#### Source

+ + +

Malgré la neige, le photographe s'allonge de tout son long sur le sol. Il veut prendre la photo parfaite du troupeau de bisons qui se trouve à une vingtaine de mètres devant lui. Les bisonnes ne lèvent que brièvement les yeux sur son mouvement. Puis elles continuent à manger tranquillement.
Le mâle, lui, ne mange pas. Au lieu de cela, il fixe le photographe du regard. Et soudain, il galope droit vers l'homme. Pas aussi vite qu'il le pourrait, mais bruyamment. Sous ses sabots, la neige s'envole.
Il s'arrête à quelques centimètres de l'intrus, se redresse, souffle et fixe l'homme. Droit dans l'objectif. Un geste de menace.
«Ouah, ça fait des photos magnifiques», s'exclame le photographe avec enthousiasme. A côté de la bête bossue de près de deux mètres, il paraît tout petit. Si l'homme reste si calme, c'est grâce à la clôture qui le sépare du bison. Il s'agit de trois fils électrifiés.
Que se passerait-il s'il n'y avait pas de clôture? «Probablement rien du tout. Mais il ne faut pas prendre le risque», dit Benjamin Brunner. Il est agriculteur et l'un des deux propriétaires fonciers de l'enclos de 51 hectares dans le Jura soleurois, où les bisons d'Europe ont pris possession des lieux en septembre 2022.
L'espèce animale est ainsi revenue dans son pays d'origine. L'homme a exterminé le bison il y a 1000 ans sur le territoire de la Suisse actuelle. L'association «Wisent-Thal» («vallée des bisons» en français) va mener un test durant dix ans dans la prairie et la forêt de Benjamin Brunner pour voir si les bisons pourraient un jour vivre à nouveau en liberté dans notre pays.

+ + +

#### Enregistrements bruts

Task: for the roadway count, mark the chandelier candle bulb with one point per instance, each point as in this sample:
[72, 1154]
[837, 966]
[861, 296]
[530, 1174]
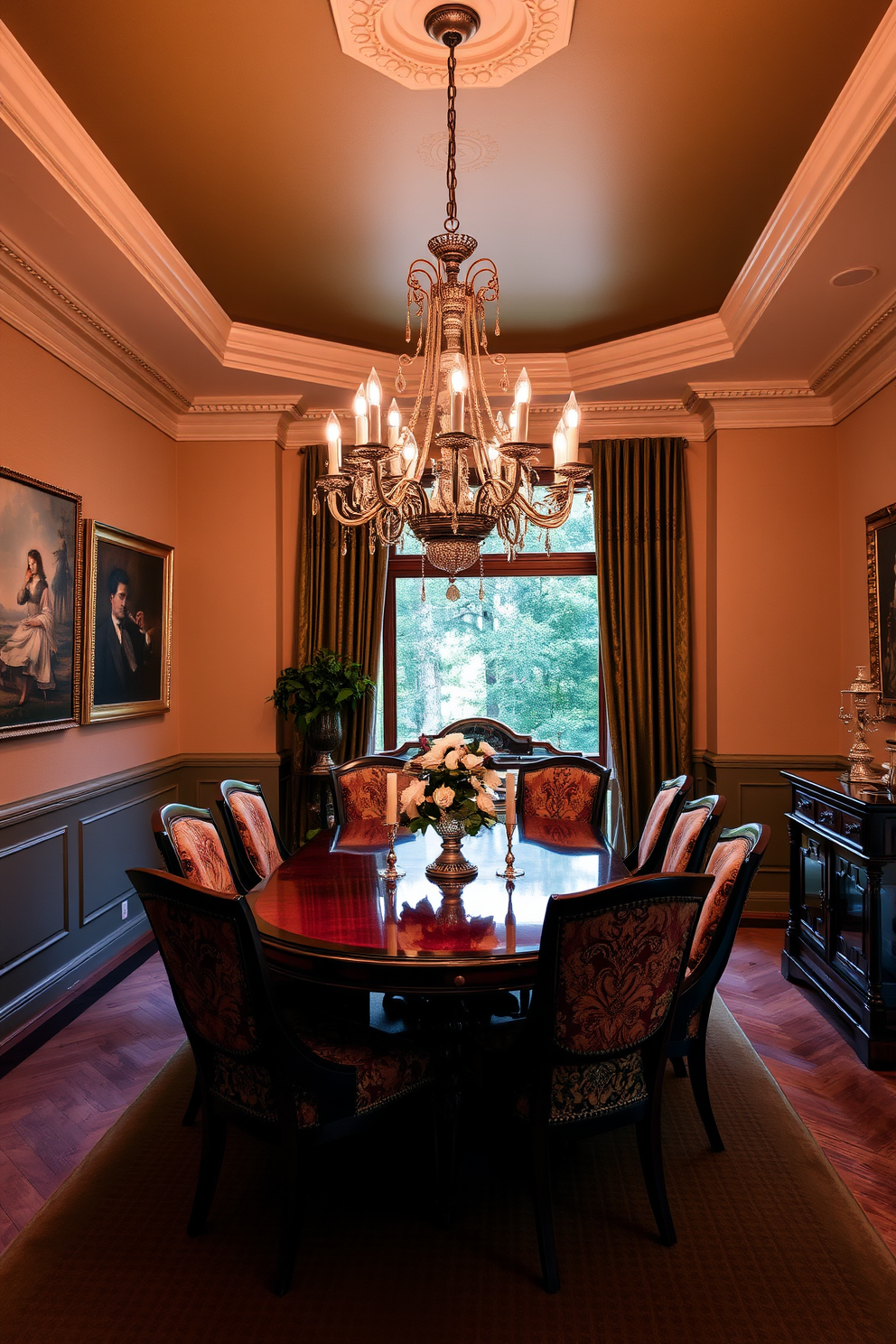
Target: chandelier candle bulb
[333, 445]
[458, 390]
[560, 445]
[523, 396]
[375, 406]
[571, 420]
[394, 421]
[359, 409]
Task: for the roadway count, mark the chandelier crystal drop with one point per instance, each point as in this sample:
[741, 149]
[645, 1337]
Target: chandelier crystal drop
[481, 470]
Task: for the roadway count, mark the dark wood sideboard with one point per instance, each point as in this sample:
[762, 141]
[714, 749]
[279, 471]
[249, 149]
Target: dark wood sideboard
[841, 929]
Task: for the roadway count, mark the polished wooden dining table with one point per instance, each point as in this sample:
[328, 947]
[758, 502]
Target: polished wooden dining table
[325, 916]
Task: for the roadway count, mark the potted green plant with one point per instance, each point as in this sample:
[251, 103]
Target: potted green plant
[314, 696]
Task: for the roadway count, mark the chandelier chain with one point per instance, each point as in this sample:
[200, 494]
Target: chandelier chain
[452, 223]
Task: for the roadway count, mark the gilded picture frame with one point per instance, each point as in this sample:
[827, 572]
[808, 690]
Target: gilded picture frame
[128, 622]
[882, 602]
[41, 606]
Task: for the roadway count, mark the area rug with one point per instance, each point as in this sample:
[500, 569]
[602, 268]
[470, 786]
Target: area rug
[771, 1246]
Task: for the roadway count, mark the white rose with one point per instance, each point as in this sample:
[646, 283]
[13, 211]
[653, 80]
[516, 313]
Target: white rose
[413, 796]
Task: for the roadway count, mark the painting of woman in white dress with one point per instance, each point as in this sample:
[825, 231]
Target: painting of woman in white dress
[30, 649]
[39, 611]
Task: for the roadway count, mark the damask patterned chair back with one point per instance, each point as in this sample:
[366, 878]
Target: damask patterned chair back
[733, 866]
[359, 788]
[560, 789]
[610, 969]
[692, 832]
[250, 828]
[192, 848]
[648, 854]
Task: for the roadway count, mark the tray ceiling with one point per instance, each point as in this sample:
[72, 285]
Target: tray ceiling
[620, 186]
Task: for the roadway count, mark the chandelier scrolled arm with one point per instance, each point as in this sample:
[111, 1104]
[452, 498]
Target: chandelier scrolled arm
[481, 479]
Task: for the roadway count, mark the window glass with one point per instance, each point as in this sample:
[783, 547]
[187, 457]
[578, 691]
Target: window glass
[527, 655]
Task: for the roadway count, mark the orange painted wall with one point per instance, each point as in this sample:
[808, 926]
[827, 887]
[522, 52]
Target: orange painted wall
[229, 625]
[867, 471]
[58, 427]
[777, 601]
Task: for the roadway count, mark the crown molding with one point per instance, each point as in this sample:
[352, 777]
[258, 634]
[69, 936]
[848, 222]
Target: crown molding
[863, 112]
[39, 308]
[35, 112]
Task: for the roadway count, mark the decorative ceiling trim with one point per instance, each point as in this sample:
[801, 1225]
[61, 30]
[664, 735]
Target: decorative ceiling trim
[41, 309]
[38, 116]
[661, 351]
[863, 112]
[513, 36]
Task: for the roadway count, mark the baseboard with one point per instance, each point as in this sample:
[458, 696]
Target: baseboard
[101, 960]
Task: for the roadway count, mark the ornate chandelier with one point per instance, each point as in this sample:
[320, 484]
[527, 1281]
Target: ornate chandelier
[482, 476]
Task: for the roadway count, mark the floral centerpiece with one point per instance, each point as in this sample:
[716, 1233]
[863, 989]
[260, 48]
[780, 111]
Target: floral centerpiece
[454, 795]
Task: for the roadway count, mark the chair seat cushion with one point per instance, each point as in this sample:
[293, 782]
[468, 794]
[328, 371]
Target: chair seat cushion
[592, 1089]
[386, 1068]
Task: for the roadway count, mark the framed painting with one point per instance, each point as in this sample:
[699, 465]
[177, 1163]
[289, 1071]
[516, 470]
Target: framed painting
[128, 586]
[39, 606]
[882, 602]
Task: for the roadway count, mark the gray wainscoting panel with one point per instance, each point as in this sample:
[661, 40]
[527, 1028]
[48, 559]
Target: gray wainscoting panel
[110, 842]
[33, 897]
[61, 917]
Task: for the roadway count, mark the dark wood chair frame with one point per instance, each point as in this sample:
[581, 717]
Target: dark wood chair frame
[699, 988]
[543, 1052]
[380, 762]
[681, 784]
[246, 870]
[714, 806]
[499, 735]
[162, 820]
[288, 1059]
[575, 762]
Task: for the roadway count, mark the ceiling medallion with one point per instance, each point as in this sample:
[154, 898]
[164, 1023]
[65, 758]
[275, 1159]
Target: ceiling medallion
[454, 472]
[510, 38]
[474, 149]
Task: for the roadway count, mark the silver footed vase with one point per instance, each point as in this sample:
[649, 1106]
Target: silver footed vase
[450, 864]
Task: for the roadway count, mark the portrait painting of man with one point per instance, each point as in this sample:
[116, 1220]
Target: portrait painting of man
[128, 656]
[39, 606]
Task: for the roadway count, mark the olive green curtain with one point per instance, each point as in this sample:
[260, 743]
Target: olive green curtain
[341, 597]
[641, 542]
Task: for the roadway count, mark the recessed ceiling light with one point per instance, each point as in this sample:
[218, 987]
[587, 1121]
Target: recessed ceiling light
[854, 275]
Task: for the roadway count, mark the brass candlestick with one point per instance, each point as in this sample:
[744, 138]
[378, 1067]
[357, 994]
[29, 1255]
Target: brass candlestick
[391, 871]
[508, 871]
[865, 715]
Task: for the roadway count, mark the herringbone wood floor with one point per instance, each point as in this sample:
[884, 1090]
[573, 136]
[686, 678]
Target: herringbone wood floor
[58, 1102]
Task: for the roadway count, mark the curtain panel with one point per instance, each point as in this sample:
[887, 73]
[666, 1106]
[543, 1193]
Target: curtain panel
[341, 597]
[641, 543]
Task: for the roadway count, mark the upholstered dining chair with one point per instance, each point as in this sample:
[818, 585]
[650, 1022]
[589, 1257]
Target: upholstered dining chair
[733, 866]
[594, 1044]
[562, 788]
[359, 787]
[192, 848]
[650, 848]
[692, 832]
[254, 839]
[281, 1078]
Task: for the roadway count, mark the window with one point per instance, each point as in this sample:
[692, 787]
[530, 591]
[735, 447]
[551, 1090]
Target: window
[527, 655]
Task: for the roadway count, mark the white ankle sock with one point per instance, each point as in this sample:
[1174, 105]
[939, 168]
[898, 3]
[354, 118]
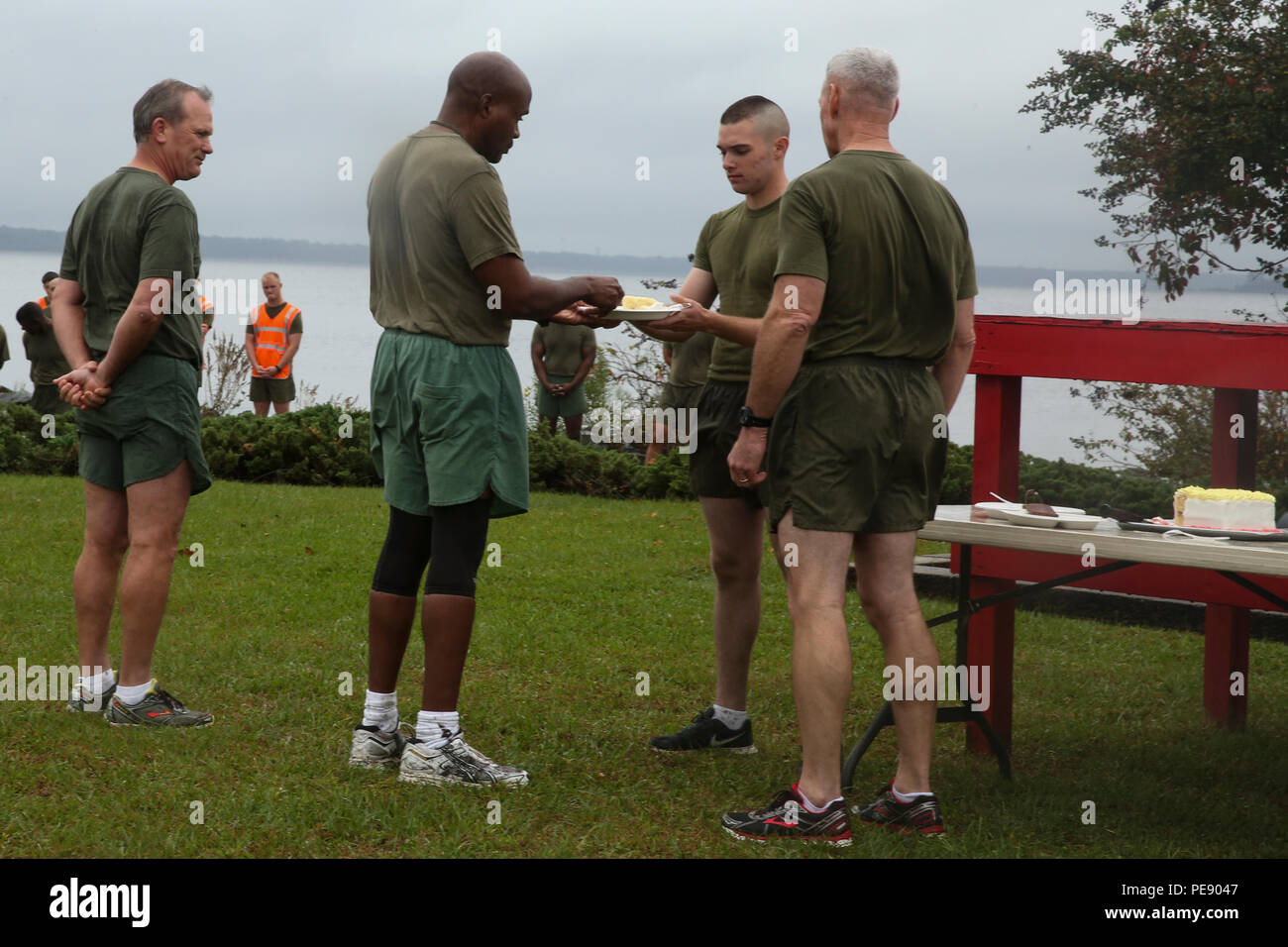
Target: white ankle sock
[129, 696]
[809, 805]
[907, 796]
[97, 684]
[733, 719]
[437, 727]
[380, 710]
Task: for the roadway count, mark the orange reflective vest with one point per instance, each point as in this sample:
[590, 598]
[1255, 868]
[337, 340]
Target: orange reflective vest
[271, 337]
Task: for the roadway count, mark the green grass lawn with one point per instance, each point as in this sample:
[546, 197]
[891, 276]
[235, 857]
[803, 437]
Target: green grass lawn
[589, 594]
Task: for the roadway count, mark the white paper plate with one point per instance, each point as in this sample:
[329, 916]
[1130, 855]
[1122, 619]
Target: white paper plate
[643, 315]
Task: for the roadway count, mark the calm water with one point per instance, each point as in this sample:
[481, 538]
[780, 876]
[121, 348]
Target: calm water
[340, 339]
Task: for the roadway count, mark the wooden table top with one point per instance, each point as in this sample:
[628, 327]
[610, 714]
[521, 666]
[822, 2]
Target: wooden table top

+ + +

#### Consignes
[a] Ces affirmations concordent-elles avec le texte sur les bisons du Jura ? Pour chacune, répondez par oui ou par non et citez les mots du texte qui tranchent. (i) La clôture se compose de trois fils électrifiés. (ii) Les bisons se sont installés dans l'enclos en septembre 2021. (iii) Le test de l'association doit durer cinq ans.
[b] Rédigez la suite du texte sur les bisons du Jura à partir de sa dernière phrase.
Les enregistrements constituent un matériau à part, indépendant du texte sur les bisons du Jura.

#### Réponses par consigne
[a]
(i) Oui : « Il s'agit de trois fils électrifiés. »
(ii) Non : « les bisons d'Europe ont pris possession des lieux en septembre 2022 »
(iii) Non : « va mener un test durant dix ans »

[b]
L'association estime qu'il est important que la population et les bisons d'Europe puissent se rencontrer. C'est pourquoi les visiteurs peuvent pénétrer dans l'enclos gratuitement 24 heures sur 24, mais sous leur propre responsabilité. Peu importe que ce soit avec un chien ou une poussette, à pied ou à vélo.
Les règles sont peu nombreuses:
Pourtant, Benjamin Brunner observe régulièrement des scènes incroyables. Il en a immortalisé une. L'image, prise cet été, montre un homme tenant son appareil photo et son long objectif en plein visage d'un bison. Il n'y a pas de clôture entre eux, mais une distance d'à peine un mètre. Autour d'eux, le troupeau entier broute dans un rayon de quelques mètres. Le bison regarde l'objectif avec calme et curiosité.
«Il y a aussi toujours des gens qui essaient de caresser les bisons», ajoute Brunner. Cela n'a rien d'une bonne idée, selon lui. Car tout comme les vaches, les bisonnes sont prêtes à défendre leurs petits.
En cas de problèmes, Benjamin Brunner doit intervenir. Mais il ne peut pas tout voir. Il est d'autant plus impressionné par le fait qu'aucun homme n'a encore été attaqué. Pas plus qu'un chien. Aucun incident dangereux ne s'est encore produit. L'agriculteur commente:
Les animaux sont craintifs. Ils ont une nature curieuse mais douce. Ce jour-là, le bison en fait immédiatement la preuve. Après avoir fait un geste de menace, il se désintéresse du photographe au bout de quelques minutes et longe tranquillement la clôture en direction de la colline. Loin des humains.
Peu de temps après, le reste du troupeau le suit.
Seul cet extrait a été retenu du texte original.